▸ **Passagem**
_ _ _ _ _
El Infiernito
Observatório astronômico da cultura Muisca

Texto de Dalton Delfini Maziero

À 7 km do povoado colombiano de Vila de Leyva, encontra-se um dos mais intrigantes centros astronômicos pré-colombianos, construído pela cultura Muisca, que habitou a região com maior intensidade entre 600 e 1536 dC. Qual seria o verdadeiro significado em “El Infiernito”, do alinhamento de suas rochas com os astros celestes? Seriam os dolmens fálicos, uma tentativa de alteração do equilíbrio cósmico?


Caminhar pelo povoado de Vila de Leyva é como retornar ao passado. A vida ocorre tranqüila e cordial em meio às suas vielas e casarões coloniais. Fundada em 1572 por Hernán Suárez de Villalobos, Vila de Leyva guarda um patrimônio histórico, paleontológico e arqueológico como em poucos lugares existem. Seu rico passado paleontológico deve-se ao fato de ter sido – há 120 milhões de anos – fundo de oceano, antes da elevação da Cordilheira dos Andes. Uma grande e rica camada sedimentar ficou assim depositada, nos vales próximos ao povoado. Em toda a região, um grande
número de fósseis estão sendo localizados, entre os quais, esqueletos completos de Cronossauros. Muito deste patrimônio local, pode ser visitado a pé. Saindo da Plaza Mayor de Vila de Leyva, é possível atingir “El Infiernito” seguindo pela Carrera 10 sentido oeste. O observatório Muisca encontra-se à aproximadamente 7 Km (1:40 hora de caminhada).

Num passado mais recente – 600 dC – toda a Cordilheira Oriental estava ocupada por culturas indígenas do tronco lingüístico chibcha. A maioria provenientes da América Central. Quando os europeus chegaram à Colômbia, encontravam vários grupos – entre eles os Muiscas, construtores de El Infiernito – partilhando de costumes e crenças semelhantes, sem formarem, contudo, uma unidade política. Estas tradições comuns contribuíram para a produção de adornos em metal (em especial o ouro), além de um intercâmbio de produtos naturais, como o sal (proveniente da região litorânea ocupada pelos Taironas), cerâmica, folhas de coca, algodão (com o qual teciam gorros e mantas) e esmeraldas.

As ruínas do centro astronômico Muisca revelam a presença de profundos preceitos religiosos. Múmias e oferendas – constituídos por figuras de homens e animais – foram encontrados no local. Além destes, sabemos também que era costume os antigos povos colombianos inalarem alucinógenos como forma de se comunicarem com criaturas míticas, na esperança talvez de benefícios climáticos. Partilhavam em suma, de uma mesma visão cosmológica. Esta visão do cosmos é para nós, revelada nos artefatos encontrados pelos arqueólogos e huaqueros (caçadores

de tesouros): muitas das peças de ouro hoje expostas nos museus colombianos, são claras representações de animais antropormofizados. Homens-Jaguar, Homens-Morcego, Homens-Pássaros, entre outros, revelam a necessidade dos indígenas no totenismo: a “transformação” humana em animal, adquirindo seus poderes através de rituais. Os sacerdotes e caciques locais manifestavam essa força e poder através do uso de ornamentos específicos – feitos em ouro – como as narigueiras, peitorais e utensílios de orelha que lembravam características físicas de animais. Esses adornos lhes conferiam poder religioso e autoridade local.
_ _ _ _ _
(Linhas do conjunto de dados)
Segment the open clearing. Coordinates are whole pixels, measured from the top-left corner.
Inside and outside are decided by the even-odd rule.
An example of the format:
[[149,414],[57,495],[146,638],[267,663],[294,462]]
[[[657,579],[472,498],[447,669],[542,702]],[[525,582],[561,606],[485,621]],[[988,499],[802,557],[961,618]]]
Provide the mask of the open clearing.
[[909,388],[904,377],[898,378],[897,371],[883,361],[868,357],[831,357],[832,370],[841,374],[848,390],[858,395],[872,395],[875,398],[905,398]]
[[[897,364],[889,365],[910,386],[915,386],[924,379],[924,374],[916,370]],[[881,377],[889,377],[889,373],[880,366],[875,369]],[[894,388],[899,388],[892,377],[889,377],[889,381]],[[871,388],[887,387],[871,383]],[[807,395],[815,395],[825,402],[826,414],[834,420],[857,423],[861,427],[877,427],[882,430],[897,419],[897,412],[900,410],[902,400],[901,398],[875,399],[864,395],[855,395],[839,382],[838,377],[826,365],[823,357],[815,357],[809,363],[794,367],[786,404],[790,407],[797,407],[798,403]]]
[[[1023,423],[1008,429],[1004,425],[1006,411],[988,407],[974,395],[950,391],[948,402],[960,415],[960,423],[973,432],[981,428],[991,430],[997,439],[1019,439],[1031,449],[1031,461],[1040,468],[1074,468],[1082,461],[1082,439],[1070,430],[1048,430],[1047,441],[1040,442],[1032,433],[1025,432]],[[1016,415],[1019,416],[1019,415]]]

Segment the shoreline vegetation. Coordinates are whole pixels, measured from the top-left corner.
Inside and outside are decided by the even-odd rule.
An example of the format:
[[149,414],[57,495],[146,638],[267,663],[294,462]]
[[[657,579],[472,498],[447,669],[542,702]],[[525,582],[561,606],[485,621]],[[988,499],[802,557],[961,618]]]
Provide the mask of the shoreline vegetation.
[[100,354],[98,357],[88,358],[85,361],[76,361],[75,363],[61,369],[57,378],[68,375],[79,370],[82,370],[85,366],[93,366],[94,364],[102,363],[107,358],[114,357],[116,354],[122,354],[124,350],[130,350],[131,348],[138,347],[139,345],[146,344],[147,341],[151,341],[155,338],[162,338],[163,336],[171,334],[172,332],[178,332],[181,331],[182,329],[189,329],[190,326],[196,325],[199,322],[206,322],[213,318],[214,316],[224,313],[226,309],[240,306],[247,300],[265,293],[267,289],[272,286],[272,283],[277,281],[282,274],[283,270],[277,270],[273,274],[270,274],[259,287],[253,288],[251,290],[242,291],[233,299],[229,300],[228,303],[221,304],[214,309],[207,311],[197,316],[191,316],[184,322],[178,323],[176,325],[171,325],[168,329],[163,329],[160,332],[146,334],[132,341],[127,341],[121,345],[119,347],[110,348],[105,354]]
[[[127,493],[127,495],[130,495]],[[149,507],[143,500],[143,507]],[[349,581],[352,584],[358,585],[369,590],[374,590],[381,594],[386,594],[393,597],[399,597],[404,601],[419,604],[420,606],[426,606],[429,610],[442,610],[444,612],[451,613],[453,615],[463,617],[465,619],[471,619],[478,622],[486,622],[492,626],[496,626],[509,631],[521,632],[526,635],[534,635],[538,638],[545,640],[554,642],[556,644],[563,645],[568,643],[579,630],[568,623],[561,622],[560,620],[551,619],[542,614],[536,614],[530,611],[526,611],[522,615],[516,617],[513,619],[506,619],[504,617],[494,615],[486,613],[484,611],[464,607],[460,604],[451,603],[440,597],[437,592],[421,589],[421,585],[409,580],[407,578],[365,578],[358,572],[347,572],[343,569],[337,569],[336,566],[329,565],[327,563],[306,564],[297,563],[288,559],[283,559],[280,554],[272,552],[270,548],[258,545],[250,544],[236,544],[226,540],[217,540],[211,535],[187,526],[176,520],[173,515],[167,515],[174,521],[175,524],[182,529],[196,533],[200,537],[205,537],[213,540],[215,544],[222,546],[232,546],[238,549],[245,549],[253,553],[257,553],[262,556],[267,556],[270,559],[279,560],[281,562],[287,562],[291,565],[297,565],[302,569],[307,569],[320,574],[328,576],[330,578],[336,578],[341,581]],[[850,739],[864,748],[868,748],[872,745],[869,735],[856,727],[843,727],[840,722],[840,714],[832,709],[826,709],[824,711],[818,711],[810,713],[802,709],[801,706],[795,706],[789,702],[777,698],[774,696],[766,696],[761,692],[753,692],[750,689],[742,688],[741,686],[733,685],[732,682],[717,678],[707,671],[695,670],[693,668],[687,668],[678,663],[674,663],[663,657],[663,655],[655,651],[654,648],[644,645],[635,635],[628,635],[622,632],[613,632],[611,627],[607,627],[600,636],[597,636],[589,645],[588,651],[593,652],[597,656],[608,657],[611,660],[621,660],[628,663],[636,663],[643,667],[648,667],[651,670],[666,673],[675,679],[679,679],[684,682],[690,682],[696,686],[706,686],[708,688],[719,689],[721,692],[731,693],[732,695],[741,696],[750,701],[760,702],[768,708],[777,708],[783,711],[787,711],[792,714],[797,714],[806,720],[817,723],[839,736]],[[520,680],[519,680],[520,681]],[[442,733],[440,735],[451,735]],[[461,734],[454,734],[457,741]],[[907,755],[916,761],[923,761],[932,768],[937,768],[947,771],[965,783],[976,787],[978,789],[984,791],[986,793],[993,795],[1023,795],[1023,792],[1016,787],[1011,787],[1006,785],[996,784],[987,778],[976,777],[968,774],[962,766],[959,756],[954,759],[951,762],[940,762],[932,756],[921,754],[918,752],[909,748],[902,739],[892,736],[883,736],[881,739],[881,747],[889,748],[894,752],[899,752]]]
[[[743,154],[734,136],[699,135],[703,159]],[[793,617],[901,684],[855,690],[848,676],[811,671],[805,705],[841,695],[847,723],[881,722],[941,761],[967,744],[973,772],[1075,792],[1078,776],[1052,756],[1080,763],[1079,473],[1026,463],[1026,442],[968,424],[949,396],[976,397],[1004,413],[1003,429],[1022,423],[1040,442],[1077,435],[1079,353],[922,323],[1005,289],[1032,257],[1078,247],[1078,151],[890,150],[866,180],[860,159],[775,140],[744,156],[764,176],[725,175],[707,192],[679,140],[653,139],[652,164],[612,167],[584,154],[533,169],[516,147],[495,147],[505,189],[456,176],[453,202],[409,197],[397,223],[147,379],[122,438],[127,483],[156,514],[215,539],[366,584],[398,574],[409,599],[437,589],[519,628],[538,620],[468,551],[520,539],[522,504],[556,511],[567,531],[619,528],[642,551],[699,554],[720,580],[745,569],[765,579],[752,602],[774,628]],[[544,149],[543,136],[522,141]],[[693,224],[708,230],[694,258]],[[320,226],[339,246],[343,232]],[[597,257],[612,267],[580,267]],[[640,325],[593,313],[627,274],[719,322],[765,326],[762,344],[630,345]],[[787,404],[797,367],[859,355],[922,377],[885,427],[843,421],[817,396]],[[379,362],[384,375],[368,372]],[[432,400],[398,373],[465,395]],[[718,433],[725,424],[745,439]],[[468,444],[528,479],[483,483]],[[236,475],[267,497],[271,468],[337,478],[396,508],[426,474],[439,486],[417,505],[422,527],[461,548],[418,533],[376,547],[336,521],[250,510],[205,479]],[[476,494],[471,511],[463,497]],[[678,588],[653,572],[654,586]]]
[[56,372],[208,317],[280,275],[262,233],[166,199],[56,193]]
_ _ _ _ _
▸ **Tarefa curta A**
Reescreva em forma de lista o parágrafo do texto sobre El Infiernito que começa com “Num passado mais recente”, preservando seus fatos principais.
▸ **Tarefa curta B**
Dê continuidade ao texto sobre El Infiernito a partir da última frase apresentada.
As linhas acima não têm papel algum nesta atividade.

▸ **Resposta final A**
- Por volta de 600 dC, culturas indígenas do tronco linguístico chibcha, em sua maioria vindas da América Central, ocupavam toda a Cordilheira Oriental.
- Na chegada dos europeus à Colômbia, vários grupos, entre eles os Muiscas, construtores de El Infiernito, compartilhavam costumes e crenças semelhantes, mas não formavam uma unidade política.
- Essas tradições comuns favoreceram a produção de adornos em metal, em especial o ouro.
- Também favoreceram a troca de produtos como sal (da região litorânea dos Taironas), cerâmica, folhas de coca, algodão (usado em gorros e mantas) e esmeraldas.

▸ **Resposta final B**
Por volta de 1500, essas sociedades pré-colombianas eram essencialmente agrícolas e, por este motivo, voltavam seus olhos ao céu, na esperança de calcularem as melhores épocas para plantio e colheita. As previsões oriundas dessas observações eram acompanhadas de rituais, muitas vezes envolvendo sacrifícios humanos, cujo sangue sagrado era recolhido em vasilhas. Além do sangue, foram encontrados outros tipos de oferendas: comida, cristais, cerâmica, ostras, alucinógenos e conchas. Arqueólogos localizaram também alguns corpos em covas profundas, envoltos em
peles e mantas. Sabemos que esta prática de mumificação ultrapassou a época da conquista espanhola. Algumas múmias datam de 1800 dC., revelando uma prática que perdurou mesmo com a chegada e permanência da religião católica.
Como outras sociedades que ocuparam a América do Sul, a Muisca nunca foi democrática. Somente homens de determinadas linhagens chegavam ao poder. Os grandes senhores (caciques) e os sacerdotes (jeques) eram os mais significativos. Dominavam as práticas religiosas e as ligações sobrenaturais com seres míticos. Eram iniciados desde jovens, e por isso adquiriam grandes poderes em relação às demais camadas sociais. Como eram personagens quase inatingíveis, dependiam de mandatários e pregoneros (mensageiros), que levavam aos povoados a lembrança da existência do cacique local, que cuidaria da segurança de todos em época de crise e guerras. Era prática comum um pregonero levar os ornamentos utilizados por seu cacique, como forma de legitimar o poder local.
Segundo as palavras de Eliécer Silva Celis, arqueólogo descobridor do observatório Muisca, a pedra foi o “idioma” desta cultura, que as empregaram para manter sua obra eterna. A escolha da rocha como elemento de expressão artística e ritualística foi comum a vários povos pré-colombianos, e utilizada por aqueles que já haviam atingido uma certa estabilidade em sua economia agrícola. A utilização da rocha, no caso estudado, atinge uma qualidade técnica que vai além da mera expressão da arte.
O sítio arqueológico aos poucos está sendo reconstruído com a ajuda da Universidad Pedagógica y Tecnológica de Colômbia e do ingresso cobrado dos turistas. Hoje, o espaço ganhou o nome de Parque Arqueológico de Monquirá. A reconstrução do local visa recuperar os danos causados pelas guerras inter-tribais; depredações em tempos da conquista espanhola e, a ação de huaqueros, caçadores de relíquias nos tempos modernos.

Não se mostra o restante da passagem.